Natural-language object grounding data
((

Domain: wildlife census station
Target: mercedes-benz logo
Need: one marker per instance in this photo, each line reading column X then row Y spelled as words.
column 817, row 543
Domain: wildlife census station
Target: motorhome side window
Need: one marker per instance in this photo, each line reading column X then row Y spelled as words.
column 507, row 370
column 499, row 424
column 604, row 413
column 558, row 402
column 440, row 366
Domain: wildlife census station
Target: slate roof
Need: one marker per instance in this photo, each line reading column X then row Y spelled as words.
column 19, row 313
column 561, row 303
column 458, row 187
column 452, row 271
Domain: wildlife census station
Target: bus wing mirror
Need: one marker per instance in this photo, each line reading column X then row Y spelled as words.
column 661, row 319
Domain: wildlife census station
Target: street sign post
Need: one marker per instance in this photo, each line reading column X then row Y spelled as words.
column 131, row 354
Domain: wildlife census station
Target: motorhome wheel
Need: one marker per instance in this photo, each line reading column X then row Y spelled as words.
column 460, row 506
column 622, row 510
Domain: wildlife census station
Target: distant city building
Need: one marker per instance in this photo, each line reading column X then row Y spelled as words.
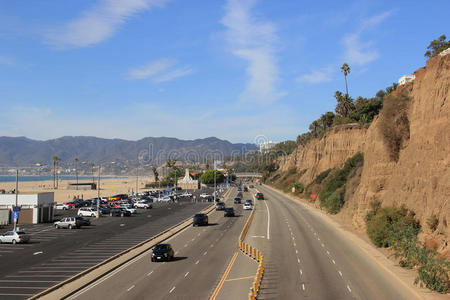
column 266, row 146
column 406, row 78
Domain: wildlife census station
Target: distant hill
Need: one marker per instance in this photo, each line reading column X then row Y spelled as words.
column 21, row 151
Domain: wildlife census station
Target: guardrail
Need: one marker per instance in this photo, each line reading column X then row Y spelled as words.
column 147, row 244
column 253, row 253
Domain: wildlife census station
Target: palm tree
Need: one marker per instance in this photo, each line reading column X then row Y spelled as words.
column 346, row 69
column 92, row 168
column 76, row 169
column 55, row 163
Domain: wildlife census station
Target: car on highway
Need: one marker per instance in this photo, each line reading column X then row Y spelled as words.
column 143, row 204
column 200, row 219
column 87, row 212
column 119, row 212
column 228, row 212
column 62, row 206
column 220, row 205
column 83, row 221
column 14, row 237
column 162, row 252
column 69, row 222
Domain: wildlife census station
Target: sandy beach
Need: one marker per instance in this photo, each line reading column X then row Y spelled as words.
column 65, row 193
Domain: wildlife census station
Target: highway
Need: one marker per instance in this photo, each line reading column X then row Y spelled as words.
column 306, row 258
column 202, row 256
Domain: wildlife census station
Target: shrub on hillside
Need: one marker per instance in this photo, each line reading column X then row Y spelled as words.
column 332, row 193
column 394, row 123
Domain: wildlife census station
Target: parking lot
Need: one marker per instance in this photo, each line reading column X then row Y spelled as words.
column 54, row 254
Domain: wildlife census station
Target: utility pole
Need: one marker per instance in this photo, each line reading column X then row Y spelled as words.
column 98, row 193
column 17, row 200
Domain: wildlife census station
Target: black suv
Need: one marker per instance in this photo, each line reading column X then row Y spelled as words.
column 229, row 212
column 162, row 252
column 119, row 212
column 200, row 219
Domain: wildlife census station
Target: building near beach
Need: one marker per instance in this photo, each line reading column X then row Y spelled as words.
column 35, row 208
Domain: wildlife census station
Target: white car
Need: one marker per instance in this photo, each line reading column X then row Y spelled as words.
column 14, row 237
column 62, row 206
column 143, row 204
column 132, row 210
column 87, row 212
column 247, row 206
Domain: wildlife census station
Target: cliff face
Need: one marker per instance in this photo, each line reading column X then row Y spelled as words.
column 420, row 179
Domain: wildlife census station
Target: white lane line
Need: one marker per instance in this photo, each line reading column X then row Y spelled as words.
column 268, row 221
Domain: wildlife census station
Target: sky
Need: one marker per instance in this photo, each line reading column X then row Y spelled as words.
column 240, row 70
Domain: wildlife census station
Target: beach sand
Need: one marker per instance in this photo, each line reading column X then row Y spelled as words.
column 108, row 187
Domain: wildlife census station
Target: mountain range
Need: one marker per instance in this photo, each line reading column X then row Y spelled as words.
column 22, row 151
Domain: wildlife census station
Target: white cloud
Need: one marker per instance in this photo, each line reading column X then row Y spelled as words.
column 357, row 51
column 253, row 40
column 158, row 71
column 317, row 76
column 98, row 23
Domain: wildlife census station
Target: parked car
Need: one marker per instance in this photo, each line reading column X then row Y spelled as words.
column 62, row 206
column 143, row 204
column 87, row 212
column 220, row 205
column 200, row 219
column 14, row 237
column 83, row 221
column 228, row 212
column 162, row 252
column 70, row 222
column 119, row 212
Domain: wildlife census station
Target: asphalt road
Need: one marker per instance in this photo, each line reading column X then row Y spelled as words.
column 308, row 259
column 202, row 257
column 54, row 255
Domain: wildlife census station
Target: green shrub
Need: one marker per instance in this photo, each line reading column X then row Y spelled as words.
column 332, row 193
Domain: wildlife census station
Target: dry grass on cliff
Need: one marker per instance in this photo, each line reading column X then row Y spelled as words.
column 394, row 123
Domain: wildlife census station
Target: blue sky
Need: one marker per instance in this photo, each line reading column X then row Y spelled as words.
column 235, row 69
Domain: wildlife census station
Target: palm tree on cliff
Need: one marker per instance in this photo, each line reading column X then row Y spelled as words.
column 76, row 169
column 55, row 159
column 346, row 70
column 92, row 168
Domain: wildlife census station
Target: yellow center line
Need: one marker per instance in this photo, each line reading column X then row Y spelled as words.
column 224, row 277
column 248, row 277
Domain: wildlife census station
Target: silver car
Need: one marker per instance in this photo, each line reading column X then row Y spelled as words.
column 14, row 237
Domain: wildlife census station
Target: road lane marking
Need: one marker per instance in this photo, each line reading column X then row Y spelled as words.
column 224, row 277
column 241, row 278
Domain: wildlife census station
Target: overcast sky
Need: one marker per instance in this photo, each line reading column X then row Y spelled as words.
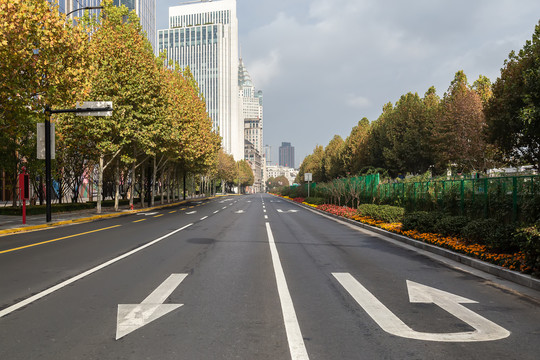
column 325, row 64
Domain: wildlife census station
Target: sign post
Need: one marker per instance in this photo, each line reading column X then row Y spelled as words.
column 308, row 177
column 88, row 108
column 24, row 191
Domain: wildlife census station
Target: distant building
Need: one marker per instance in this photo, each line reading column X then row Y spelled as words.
column 286, row 155
column 251, row 102
column 255, row 160
column 204, row 37
column 273, row 171
column 268, row 154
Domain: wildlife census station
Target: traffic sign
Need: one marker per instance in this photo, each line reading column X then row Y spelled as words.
column 41, row 141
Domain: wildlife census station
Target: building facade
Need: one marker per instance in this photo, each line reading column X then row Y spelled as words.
column 286, row 155
column 145, row 10
column 204, row 37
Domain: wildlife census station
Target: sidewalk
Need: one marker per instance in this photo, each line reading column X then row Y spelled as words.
column 10, row 224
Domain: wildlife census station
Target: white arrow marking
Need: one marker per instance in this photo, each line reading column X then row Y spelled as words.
column 133, row 316
column 485, row 330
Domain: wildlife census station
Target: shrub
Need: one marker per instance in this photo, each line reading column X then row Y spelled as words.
column 451, row 225
column 477, row 231
column 529, row 242
column 386, row 213
column 315, row 200
column 421, row 221
column 492, row 233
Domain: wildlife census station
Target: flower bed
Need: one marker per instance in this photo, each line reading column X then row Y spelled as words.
column 515, row 261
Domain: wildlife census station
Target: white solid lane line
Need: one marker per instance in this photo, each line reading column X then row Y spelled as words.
column 52, row 289
column 295, row 339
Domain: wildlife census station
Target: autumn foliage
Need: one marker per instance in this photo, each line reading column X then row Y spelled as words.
column 159, row 130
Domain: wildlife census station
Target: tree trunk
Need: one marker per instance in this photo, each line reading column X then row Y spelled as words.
column 162, row 188
column 169, row 186
column 132, row 186
column 143, row 188
column 117, row 185
column 184, row 185
column 153, row 185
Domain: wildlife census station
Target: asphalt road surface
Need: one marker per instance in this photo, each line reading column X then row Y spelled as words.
column 247, row 277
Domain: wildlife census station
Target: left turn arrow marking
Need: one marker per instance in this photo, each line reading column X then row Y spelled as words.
column 130, row 317
column 484, row 329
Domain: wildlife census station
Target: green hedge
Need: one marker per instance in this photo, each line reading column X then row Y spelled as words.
column 529, row 239
column 315, row 200
column 41, row 209
column 421, row 221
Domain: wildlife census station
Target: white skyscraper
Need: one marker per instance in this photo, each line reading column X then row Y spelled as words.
column 204, row 36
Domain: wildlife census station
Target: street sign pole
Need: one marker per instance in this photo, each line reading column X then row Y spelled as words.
column 48, row 162
column 95, row 108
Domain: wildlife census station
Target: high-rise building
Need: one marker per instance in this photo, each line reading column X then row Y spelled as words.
column 286, row 155
column 204, row 37
column 252, row 113
column 145, row 10
column 252, row 108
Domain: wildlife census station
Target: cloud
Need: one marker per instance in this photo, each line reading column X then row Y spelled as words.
column 328, row 63
column 266, row 68
column 358, row 102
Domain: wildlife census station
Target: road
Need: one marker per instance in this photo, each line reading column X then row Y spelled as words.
column 247, row 277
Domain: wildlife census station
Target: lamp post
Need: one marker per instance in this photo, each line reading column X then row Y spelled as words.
column 48, row 155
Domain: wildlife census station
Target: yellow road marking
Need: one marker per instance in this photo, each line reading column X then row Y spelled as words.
column 53, row 240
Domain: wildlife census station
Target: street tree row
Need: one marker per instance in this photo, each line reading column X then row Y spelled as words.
column 159, row 132
column 470, row 129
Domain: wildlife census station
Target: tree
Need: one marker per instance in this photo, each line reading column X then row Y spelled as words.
column 408, row 128
column 245, row 174
column 513, row 112
column 482, row 86
column 43, row 60
column 126, row 74
column 355, row 152
column 276, row 182
column 312, row 164
column 459, row 132
column 226, row 169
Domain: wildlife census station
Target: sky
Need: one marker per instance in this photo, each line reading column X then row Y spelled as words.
column 325, row 64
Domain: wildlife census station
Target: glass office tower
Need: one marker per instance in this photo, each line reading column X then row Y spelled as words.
column 204, row 36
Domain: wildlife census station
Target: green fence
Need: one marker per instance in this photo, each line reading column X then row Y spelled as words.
column 506, row 198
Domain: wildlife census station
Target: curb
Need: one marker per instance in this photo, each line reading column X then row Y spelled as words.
column 513, row 276
column 91, row 218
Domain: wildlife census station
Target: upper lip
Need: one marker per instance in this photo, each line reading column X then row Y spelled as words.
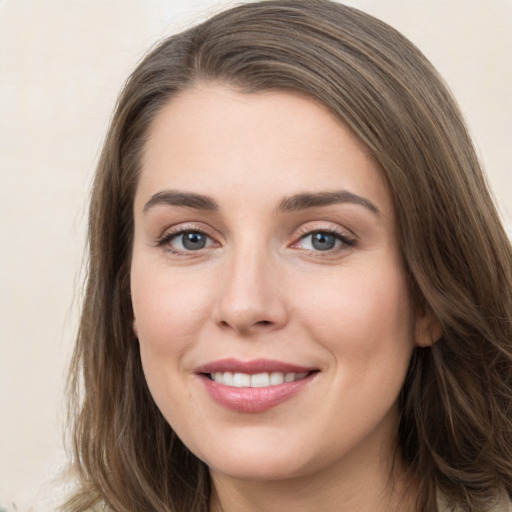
column 251, row 367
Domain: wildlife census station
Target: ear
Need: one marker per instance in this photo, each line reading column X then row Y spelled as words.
column 428, row 329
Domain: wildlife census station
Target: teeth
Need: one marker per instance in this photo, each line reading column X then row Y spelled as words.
column 257, row 380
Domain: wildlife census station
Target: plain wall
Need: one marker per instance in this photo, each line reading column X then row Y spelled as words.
column 62, row 64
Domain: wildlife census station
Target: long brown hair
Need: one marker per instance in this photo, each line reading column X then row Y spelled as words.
column 456, row 404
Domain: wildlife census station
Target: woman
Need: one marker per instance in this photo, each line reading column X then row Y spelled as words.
column 299, row 293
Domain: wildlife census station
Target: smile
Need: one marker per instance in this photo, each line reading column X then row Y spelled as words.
column 254, row 386
column 257, row 380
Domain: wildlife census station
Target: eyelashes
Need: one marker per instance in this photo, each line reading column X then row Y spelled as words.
column 194, row 241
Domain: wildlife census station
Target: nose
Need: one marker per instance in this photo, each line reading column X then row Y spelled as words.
column 250, row 296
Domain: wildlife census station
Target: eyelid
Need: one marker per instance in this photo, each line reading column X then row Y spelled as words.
column 174, row 231
column 347, row 238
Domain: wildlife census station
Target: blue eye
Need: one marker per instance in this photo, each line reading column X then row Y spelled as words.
column 324, row 241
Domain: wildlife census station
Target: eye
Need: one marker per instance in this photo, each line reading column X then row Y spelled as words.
column 323, row 241
column 186, row 241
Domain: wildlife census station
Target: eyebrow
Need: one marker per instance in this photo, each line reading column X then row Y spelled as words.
column 313, row 200
column 183, row 199
column 293, row 203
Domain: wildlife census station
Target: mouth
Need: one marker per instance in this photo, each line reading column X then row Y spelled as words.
column 254, row 386
column 256, row 380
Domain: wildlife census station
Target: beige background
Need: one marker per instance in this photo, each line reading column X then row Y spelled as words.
column 62, row 63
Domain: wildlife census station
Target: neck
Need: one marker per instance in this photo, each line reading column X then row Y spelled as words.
column 366, row 487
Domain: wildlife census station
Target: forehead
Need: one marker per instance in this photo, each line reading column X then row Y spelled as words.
column 214, row 139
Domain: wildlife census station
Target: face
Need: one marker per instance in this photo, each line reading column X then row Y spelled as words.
column 272, row 311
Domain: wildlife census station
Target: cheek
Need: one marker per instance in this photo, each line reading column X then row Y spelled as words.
column 169, row 309
column 363, row 313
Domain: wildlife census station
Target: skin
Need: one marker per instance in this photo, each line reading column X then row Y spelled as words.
column 261, row 289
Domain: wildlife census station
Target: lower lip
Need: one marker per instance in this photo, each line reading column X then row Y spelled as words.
column 254, row 400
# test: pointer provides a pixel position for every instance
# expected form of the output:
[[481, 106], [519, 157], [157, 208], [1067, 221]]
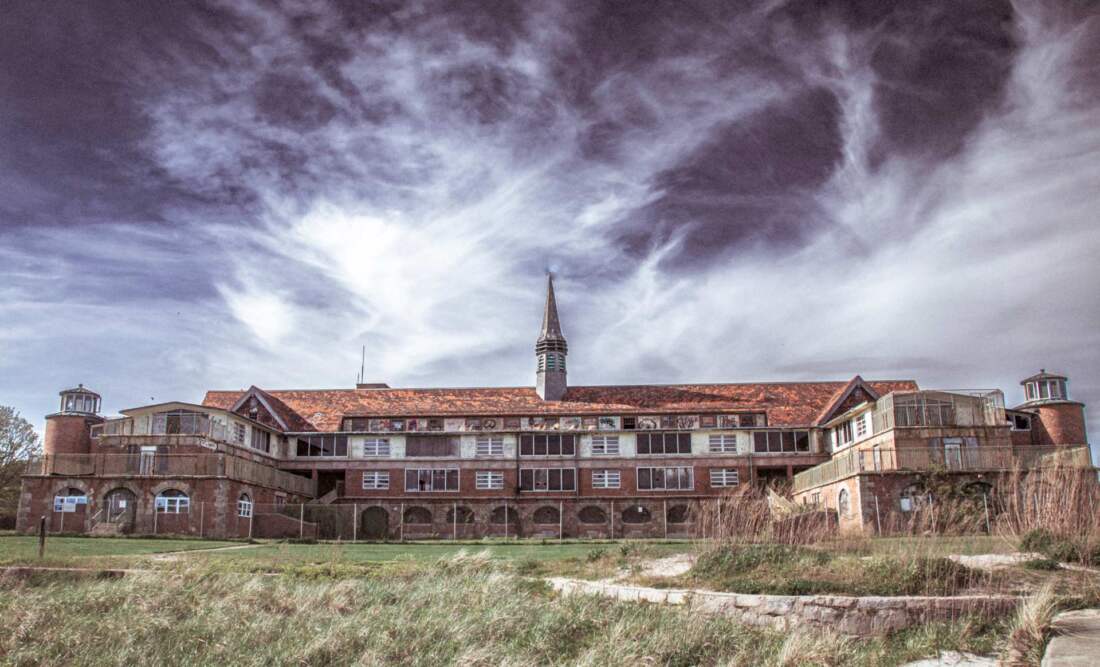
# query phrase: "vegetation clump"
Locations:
[[791, 570]]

))

__Exercise aim__.
Both end lines included, restate word for word the lines above from the line with "Target: street sign pole" to the line with "Target: lamp post", and nothing else.

__Answer section__.
Target: street sign pole
Need: one marker per instance in this photo, each line reading column X then row Y spelled as words.
column 48, row 162
column 95, row 108
Domain: wildlife census station
Target: high-rise building
Need: one marker per instance in this photo, each line reading column X then row Y spelled as words.
column 286, row 155
column 204, row 37
column 252, row 113
column 145, row 10
column 252, row 108
Domain: wildlife census station
Target: cloud
Need: one marker per instance in this photo, each line reading column X then row Y spelled as words.
column 328, row 63
column 266, row 68
column 358, row 102
Domain: wildlife census station
Target: road
Need: one marker per instance in this photo, each line reading column X then row Y spelled as words.
column 247, row 277
Domain: wildlife census station
Target: lamp post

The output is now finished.